Exercise task = Copy out the listing from the line containing "of the sunlit" through its final line, both included. Offset each coordinate in the marked points by -128, and leave the sample coordinates under each "in this form" line unchanged.

Data for the task =

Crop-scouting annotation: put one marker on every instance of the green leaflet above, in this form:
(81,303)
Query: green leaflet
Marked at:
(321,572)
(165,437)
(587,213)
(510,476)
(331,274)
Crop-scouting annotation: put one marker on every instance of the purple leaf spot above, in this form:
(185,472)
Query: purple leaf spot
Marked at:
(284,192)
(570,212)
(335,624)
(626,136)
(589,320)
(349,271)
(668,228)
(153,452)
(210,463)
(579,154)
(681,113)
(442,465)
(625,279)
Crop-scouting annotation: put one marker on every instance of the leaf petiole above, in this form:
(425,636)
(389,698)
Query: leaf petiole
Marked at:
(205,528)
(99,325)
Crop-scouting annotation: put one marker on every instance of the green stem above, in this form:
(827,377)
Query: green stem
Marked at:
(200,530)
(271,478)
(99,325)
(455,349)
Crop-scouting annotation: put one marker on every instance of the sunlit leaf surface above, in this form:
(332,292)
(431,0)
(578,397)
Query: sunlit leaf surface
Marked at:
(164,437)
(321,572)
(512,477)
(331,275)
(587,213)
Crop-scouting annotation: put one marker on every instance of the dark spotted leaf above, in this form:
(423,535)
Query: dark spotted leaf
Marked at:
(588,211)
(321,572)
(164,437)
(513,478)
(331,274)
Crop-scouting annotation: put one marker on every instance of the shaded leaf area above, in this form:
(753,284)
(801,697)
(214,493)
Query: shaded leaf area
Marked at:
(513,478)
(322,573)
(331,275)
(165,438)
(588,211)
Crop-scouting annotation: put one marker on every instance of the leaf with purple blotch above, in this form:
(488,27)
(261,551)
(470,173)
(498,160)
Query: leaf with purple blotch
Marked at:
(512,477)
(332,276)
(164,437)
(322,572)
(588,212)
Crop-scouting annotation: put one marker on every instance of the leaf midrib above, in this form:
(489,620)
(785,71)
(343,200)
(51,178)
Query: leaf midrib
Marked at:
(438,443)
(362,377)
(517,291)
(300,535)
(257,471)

Exercise answer =
Crop-scouting annotation: put one marker on every instance of the sunlit leaf surface above, in this form:
(332,292)
(431,0)
(578,397)
Query: sunlit leaf surface
Marked at:
(36,309)
(193,444)
(384,349)
(203,147)
(459,85)
Crop-scouting annotation: put one marker on every instance of the dark spotted leaf above, in this form:
(423,535)
Query: dark spotted leaf
Marked at:
(460,83)
(193,444)
(36,309)
(385,350)
(203,146)
Crop-scouting annotation: put one marker on every instance of the shaded leaf area above, in this form:
(753,284)
(801,697)
(214,493)
Query: shaded leaf area
Marked at:
(385,350)
(194,445)
(203,147)
(37,310)
(460,83)
Crop-scouting annotation: put one marker on every instance of the leaf with purple blotch above, in this form:
(488,27)
(261,551)
(470,173)
(498,160)
Query: leaf with purple blotch
Marked at:
(384,349)
(204,148)
(36,309)
(194,444)
(460,84)
Crop-scouting annotation: put one marker on every instance of the leaf midrib above, in this form:
(489,620)
(785,71)
(343,200)
(51,178)
Query: leaf midrib
Marked at:
(310,315)
(234,249)
(389,163)
(172,407)
(129,343)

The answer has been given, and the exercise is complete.